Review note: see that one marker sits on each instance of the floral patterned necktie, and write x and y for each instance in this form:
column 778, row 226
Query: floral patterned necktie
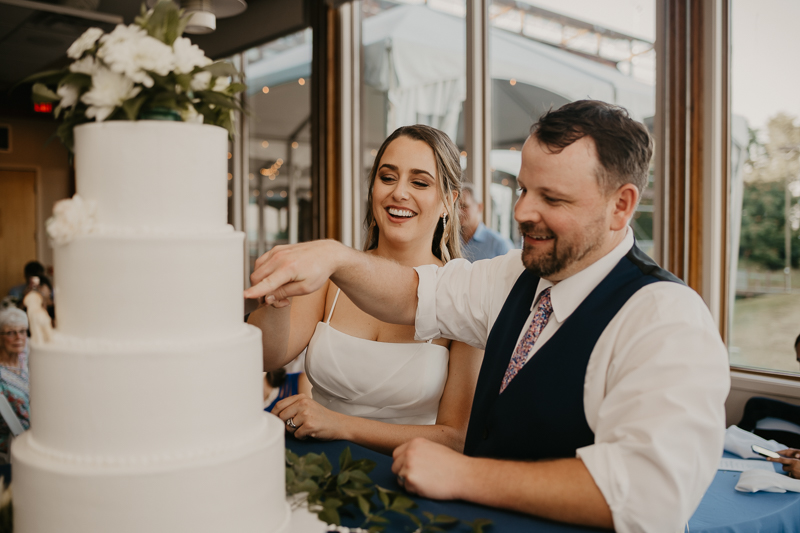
column 538, row 323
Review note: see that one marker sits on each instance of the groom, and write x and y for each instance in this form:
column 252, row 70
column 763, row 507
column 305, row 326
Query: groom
column 601, row 396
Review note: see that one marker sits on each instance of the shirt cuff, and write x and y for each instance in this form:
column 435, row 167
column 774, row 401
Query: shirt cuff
column 425, row 323
column 608, row 470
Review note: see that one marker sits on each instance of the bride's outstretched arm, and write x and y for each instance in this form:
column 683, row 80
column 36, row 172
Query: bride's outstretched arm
column 286, row 331
column 382, row 288
column 314, row 420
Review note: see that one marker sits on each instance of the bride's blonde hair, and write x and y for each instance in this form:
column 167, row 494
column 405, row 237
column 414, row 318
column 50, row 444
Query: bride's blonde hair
column 446, row 243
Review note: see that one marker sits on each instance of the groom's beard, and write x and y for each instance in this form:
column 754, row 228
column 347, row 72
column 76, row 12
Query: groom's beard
column 562, row 251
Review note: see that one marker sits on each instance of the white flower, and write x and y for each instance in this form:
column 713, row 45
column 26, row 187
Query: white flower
column 201, row 81
column 71, row 217
column 134, row 57
column 68, row 94
column 188, row 56
column 121, row 34
column 109, row 90
column 221, row 83
column 84, row 42
column 87, row 65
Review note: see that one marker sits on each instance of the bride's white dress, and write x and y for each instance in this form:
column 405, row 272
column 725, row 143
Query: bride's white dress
column 399, row 383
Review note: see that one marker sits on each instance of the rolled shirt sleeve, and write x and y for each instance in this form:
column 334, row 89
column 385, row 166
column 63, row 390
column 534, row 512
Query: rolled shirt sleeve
column 456, row 301
column 656, row 406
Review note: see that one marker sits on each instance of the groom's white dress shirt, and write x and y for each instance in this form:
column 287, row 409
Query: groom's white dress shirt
column 655, row 385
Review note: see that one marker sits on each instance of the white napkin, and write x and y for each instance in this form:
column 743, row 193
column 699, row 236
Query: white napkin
column 761, row 480
column 738, row 441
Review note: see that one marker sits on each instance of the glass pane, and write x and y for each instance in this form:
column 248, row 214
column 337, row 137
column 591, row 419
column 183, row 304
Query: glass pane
column 765, row 185
column 279, row 170
column 414, row 71
column 554, row 52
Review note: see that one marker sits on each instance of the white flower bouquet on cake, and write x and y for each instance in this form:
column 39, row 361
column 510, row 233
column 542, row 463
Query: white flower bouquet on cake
column 142, row 71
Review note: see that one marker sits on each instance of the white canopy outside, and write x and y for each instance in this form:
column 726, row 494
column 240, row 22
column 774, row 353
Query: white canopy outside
column 417, row 56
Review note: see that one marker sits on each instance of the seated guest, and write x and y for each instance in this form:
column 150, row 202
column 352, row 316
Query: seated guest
column 790, row 462
column 33, row 269
column 280, row 384
column 372, row 383
column 14, row 369
column 478, row 241
column 601, row 398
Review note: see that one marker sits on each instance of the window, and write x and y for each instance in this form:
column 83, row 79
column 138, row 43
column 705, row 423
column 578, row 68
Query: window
column 278, row 76
column 764, row 216
column 414, row 72
column 551, row 53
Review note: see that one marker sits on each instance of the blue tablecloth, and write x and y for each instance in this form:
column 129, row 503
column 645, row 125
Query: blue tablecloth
column 723, row 509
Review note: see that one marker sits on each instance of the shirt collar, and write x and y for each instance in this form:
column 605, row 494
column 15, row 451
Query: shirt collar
column 568, row 294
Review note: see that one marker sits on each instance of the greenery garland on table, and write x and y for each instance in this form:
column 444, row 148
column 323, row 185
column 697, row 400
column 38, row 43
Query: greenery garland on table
column 331, row 495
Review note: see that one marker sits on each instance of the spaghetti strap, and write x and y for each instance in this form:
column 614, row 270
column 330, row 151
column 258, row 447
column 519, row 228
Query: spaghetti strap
column 333, row 305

----

◆ Action item ◆
From the data above, reproduce word for word the lines running from the line with "of the glass" to the line with "column 183, row 304", ends included.

◆ Exercise response ◆
Review note: see that one marker sits on each instance of the glass pane, and write x and y for each instance in this form:
column 248, row 214
column 337, row 137
column 591, row 419
column 183, row 304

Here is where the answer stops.